[Task to carry out]: Since the data must remain as supplied, reproduce it word for word.

[Dataset entries]
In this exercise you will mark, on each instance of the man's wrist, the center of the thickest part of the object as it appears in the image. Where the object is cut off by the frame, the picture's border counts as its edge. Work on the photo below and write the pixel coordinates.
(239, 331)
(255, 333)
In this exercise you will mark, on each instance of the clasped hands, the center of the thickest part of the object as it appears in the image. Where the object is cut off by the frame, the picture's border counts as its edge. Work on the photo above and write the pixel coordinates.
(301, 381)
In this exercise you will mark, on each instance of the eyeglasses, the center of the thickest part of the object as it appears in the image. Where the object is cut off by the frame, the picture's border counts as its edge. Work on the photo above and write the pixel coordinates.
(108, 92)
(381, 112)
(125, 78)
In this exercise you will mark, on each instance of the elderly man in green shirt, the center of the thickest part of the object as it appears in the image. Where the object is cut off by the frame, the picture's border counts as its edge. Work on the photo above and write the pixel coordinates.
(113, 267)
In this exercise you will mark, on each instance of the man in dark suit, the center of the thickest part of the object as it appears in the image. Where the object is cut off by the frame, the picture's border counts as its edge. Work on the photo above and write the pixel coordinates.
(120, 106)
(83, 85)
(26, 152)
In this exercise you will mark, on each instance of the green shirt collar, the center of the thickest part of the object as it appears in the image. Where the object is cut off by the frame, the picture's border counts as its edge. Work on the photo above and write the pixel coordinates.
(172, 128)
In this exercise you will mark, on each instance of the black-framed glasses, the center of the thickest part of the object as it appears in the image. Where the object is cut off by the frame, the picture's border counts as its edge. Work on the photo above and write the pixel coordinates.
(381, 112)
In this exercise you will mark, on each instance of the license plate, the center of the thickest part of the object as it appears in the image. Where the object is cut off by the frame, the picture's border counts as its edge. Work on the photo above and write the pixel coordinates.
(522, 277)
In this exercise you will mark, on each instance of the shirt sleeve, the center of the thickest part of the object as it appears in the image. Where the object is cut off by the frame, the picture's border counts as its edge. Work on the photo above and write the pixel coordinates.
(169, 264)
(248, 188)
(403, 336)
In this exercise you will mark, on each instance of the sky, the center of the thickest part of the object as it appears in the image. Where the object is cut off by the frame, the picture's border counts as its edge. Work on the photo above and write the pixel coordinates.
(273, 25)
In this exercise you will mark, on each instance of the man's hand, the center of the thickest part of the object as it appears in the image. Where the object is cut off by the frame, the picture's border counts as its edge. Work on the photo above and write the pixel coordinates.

[Response for this exercise]:
In this exercise you will mark, on each instance of the man's wrist, the center of the thickest part of the object as it appears in the image. Where the object is cut off by the frame, the picture's border counts as its edge. Work on the photo below and write the pixel coordinates.
(239, 331)
(255, 333)
In this exercise you will mark, on each instance of the clasped hands, the center of the thickest part of the object as it appears in the image. Where the object is cut off by the frame, the picture's border counts as its edge. Work on the photo above and write the pixel coordinates.
(301, 381)
In this exercise you will mark, on each instance of the eyeglasses, the center of the thickest part of the object as it appears in the image. Where the object is cut off by the frame, the picture's border counts as its edge. Work on the photo above and write the pixel coordinates.
(108, 92)
(381, 112)
(125, 78)
In this exercise you will mark, on each instance of the elderly man in green shirt, the center of the thickest part of the object as it appears in the image. Where the object is cut off by the frame, the picture's border counts as its edge. Work on the photo above and write the pixel coordinates.
(113, 267)
In this exercise you will mark, on each instance of the man in dark suit, the center of the thickest part of the object as it appears in the image. Where the object is cut off by the frame, the picture's border counts as its edge. Work on the photo above and write the pixel coordinates.
(120, 106)
(83, 85)
(26, 152)
In this exercise you will mark, on each instance of the green shirt collar, the center of the thickest part of the object as it appears in the image. Where the object is cut off by the frame, the picture's border counts as its edge. Work on the photo above and write the pixel coordinates.
(172, 128)
In this exercise you will mark, on each instance of the black-framed glasses, the center of the thickest part of the object as it appears in the image. Where the object is cut off by the frame, the picture's border counts as its edge. Work on the photo above and write the pixel coordinates.
(381, 112)
In this exercise you will mark, on each instance of the license plate, the center of the thickest part of the object as it appears in the image. Where the object is cut off by the frame, the picture's border counts as its edge. Work on the photo above and write the pixel coordinates.
(522, 277)
In this exercise you will mark, on each instance of the shirt sleeve, the center of the thickest part of the object as it appears in the image. Where the object is cut off by the frame, the picture's border counts as its edge. Work on the photo above and write the pixel coordinates.
(169, 264)
(248, 188)
(403, 336)
In this exercise you will mark, on each instance of the sky, the center of the thickest part of the object as it appears in the image. Where the object is cut off by the frame, the picture's border counts as its edge. Work on the photo above and write the pixel coordinates.
(273, 25)
In this exercise you will mark, on each instance of the man's hand, the center of the thickest part of the object as it appears in the image. Where the object is cut off by the frame, the picture's border counts as its edge. Work on the photo above and write the pixel coordinates.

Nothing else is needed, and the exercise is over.